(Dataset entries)
+++

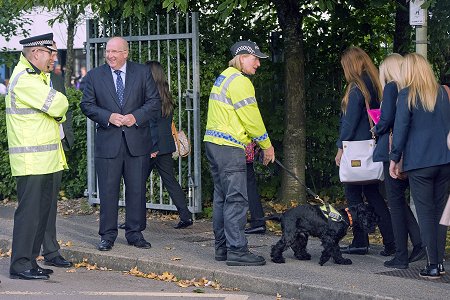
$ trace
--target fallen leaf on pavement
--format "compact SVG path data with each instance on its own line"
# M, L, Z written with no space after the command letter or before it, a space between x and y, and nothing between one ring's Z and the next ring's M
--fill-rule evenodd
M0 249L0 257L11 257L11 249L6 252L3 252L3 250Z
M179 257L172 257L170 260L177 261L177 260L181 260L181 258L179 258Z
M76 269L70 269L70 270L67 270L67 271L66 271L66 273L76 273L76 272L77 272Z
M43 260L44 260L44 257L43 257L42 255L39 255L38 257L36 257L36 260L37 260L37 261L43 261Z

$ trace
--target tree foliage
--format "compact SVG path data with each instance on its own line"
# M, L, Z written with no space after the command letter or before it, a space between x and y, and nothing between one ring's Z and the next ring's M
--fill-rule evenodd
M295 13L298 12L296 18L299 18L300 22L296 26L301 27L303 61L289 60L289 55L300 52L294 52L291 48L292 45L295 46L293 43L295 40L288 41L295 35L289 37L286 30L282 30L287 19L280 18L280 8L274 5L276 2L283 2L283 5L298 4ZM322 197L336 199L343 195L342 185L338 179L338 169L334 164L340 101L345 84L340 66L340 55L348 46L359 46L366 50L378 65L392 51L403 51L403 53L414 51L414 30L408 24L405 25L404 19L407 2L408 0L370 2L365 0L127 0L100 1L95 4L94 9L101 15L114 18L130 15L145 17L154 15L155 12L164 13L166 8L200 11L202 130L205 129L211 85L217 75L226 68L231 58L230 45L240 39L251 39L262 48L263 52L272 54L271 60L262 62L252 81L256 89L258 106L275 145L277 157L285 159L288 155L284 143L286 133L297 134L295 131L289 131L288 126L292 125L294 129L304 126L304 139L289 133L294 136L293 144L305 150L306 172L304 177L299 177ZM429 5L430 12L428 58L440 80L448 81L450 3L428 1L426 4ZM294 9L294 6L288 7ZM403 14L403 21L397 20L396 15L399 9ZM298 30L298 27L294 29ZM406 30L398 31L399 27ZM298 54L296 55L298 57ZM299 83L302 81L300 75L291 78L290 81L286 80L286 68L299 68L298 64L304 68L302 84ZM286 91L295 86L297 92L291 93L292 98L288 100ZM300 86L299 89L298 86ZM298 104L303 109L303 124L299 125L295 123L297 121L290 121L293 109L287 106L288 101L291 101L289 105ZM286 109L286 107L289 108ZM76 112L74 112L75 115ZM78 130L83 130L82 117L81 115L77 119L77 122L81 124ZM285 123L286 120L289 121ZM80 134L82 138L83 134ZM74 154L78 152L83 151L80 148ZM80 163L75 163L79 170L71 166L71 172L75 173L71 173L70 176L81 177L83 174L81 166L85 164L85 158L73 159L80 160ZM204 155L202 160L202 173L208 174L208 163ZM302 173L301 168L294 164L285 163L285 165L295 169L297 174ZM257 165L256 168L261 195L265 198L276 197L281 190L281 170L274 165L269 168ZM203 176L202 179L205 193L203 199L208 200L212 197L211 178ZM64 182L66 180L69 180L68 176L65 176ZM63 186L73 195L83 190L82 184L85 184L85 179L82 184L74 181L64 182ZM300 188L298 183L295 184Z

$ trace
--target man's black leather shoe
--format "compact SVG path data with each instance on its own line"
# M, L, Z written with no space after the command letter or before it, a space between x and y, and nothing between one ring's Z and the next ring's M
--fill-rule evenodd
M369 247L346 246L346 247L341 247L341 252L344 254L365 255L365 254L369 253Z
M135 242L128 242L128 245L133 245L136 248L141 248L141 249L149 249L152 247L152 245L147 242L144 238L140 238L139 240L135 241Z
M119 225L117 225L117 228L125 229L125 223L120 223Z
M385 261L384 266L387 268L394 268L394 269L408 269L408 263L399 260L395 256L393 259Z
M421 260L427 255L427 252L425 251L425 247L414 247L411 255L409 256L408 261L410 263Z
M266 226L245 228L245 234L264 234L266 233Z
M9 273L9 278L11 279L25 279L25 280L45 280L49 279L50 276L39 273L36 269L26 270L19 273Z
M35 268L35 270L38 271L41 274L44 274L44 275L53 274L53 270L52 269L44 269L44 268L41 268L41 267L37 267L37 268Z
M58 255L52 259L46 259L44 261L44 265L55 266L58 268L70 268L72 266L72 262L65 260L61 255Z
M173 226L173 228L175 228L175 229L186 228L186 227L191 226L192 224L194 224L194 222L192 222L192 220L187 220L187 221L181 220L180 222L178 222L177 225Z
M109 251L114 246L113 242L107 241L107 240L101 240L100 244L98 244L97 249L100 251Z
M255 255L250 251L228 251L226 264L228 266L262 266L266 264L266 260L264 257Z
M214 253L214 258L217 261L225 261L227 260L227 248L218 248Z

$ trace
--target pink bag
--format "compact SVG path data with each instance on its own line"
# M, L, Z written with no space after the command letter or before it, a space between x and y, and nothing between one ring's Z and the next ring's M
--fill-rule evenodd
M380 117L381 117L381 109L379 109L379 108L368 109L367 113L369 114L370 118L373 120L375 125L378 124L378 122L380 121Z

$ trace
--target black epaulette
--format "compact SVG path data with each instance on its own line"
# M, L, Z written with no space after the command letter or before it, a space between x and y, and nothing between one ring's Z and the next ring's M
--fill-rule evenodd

+++

REQUIRED WORK
Restate the records word for word and drop the images.

TASK ANSWER
$ trace
--target fallen leaf on pavement
--format "compact SVG path data with each instance on its own line"
# M, L, Z written with no space after the command letter or before it, a space between x and y, and nothing between one ring's Z and the next ring's M
--fill-rule evenodd
M0 249L0 257L11 257L11 249L6 252L3 252L3 250Z
M179 257L172 257L170 260L177 261L177 260L181 260L181 258L179 258Z
M76 269L70 269L70 270L67 270L67 271L66 271L66 273L76 273L76 272L77 272Z
M43 260L44 260L44 257L43 257L42 255L39 255L38 257L36 257L36 260L37 260L37 261L43 261Z

$ trace
--target tree foliage
--format "compact SVG path data with each instance on its own line"
# M, L, Z written with no space after the command letter or before it, a space between x and y, and nothing between one ring's Z and the next ring's M
--fill-rule evenodd
M295 13L298 12L296 18L299 18L300 22L296 26L301 27L303 61L289 60L289 55L300 52L294 52L291 48L292 45L295 46L293 43L295 40L288 41L295 35L289 37L286 30L282 30L287 19L280 18L280 8L274 5L276 2L283 2L283 5L298 4ZM322 197L336 199L343 195L342 185L338 179L338 169L334 164L340 101L345 84L340 66L340 55L348 46L359 46L366 50L378 65L392 51L403 51L403 53L414 51L414 30L408 24L405 25L404 19L407 2L408 0L370 2L365 0L127 0L100 1L95 4L94 9L101 15L114 18L130 15L145 17L154 15L155 12L164 13L166 8L200 11L202 130L205 129L211 85L217 75L226 68L231 58L230 45L240 39L251 39L262 48L263 52L272 54L271 60L262 62L252 81L256 89L258 106L275 145L277 157L285 159L288 155L284 143L286 133L297 134L295 131L289 131L288 126L292 125L294 129L304 126L304 139L289 133L294 136L293 144L305 150L306 172L304 177L299 177ZM429 5L430 12L428 58L440 80L448 81L450 3L428 1L426 4ZM294 9L294 6L288 7ZM403 14L403 21L397 20L396 15L399 9ZM298 30L298 27L294 29ZM406 30L398 31L399 27ZM298 54L296 55L298 57ZM299 83L302 81L300 75L291 78L290 81L286 80L286 68L299 68L298 64L304 68L302 84ZM286 91L295 86L297 92L291 93L292 98L288 100ZM300 86L299 89L298 86ZM298 104L303 109L303 124L299 125L295 123L297 121L290 121L293 109L287 106L288 101L291 101L289 105ZM286 109L286 107L289 108ZM76 112L74 112L75 115ZM78 130L83 130L82 117L81 115L77 119L77 122L81 124ZM285 123L286 120L289 121ZM80 134L82 138L83 134ZM74 154L78 152L83 151L80 148ZM80 163L75 163L79 170L71 166L71 172L75 173L71 173L70 176L81 177L83 174L81 166L85 164L85 158L73 159L80 160ZM204 155L202 160L202 173L208 174L208 163ZM302 173L301 168L294 164L285 163L285 165L295 169L297 174ZM257 165L256 168L261 195L265 198L276 197L281 190L281 170L274 165L269 168ZM203 176L202 179L205 193L203 199L208 200L212 197L211 178ZM64 182L66 180L69 180L68 176L65 176ZM63 186L73 195L83 190L82 184L85 184L85 179L82 184L74 181L64 182ZM300 188L298 183L295 184Z

$ trace
--target man's black leather shoe
--format "compact SVG path data with each instance on its own line"
# M, L, Z written with no space after the command letter or before it, a space between x and y, and nothing between one ring's Z and the next ring's M
--fill-rule evenodd
M369 247L346 246L346 247L341 247L341 252L344 254L365 255L365 254L369 253Z
M135 242L128 242L128 245L133 245L136 248L141 248L141 249L149 249L152 247L152 245L147 242L144 238L140 238L139 240L135 241Z
M119 225L117 225L117 228L125 229L125 223L120 223Z
M385 261L384 266L387 268L394 268L394 269L408 269L408 263L399 260L395 256L393 259Z
M421 260L427 255L427 252L425 251L425 247L414 247L411 255L409 256L408 261L410 263Z
M266 226L245 228L245 234L264 234L266 233Z
M9 273L9 278L11 279L25 279L25 280L45 280L49 279L50 276L39 273L36 269L26 270L19 273Z
M35 268L35 270L38 271L41 274L44 274L44 275L53 274L53 270L52 269L44 269L44 268L41 268L41 267L37 267L37 268Z
M58 255L52 259L46 259L44 261L44 265L55 266L58 268L70 268L72 266L72 262L65 260L61 255Z
M173 226L173 228L175 228L175 229L186 228L186 227L191 226L192 224L194 224L194 222L192 222L192 220L187 220L187 221L181 220L180 222L178 222L177 225Z
M109 251L114 246L113 242L107 241L107 240L101 240L100 244L98 244L97 249L100 251Z
M255 255L250 251L228 251L226 264L228 266L262 266L266 264L266 260L264 257Z
M214 253L214 258L217 261L225 261L227 260L227 248L218 248Z

$ trace
--target pink bag
--format "compact SVG path data with each instance on its own line"
# M, L, Z written with no space after the command letter or before it, a space between x and y, and nothing between one ring's Z and the next ring's M
--fill-rule evenodd
M380 117L381 117L381 109L379 109L379 108L368 109L367 113L369 114L370 118L373 120L375 125L378 124L378 122L380 121Z

$ trace
--target black epaulette
--format "compact SVG path data with each instance on its own line"
# M, L, Z written with no space after the command letter or before it, a space between x and y, and nothing between one ring's Z and the next ring's M
--fill-rule evenodd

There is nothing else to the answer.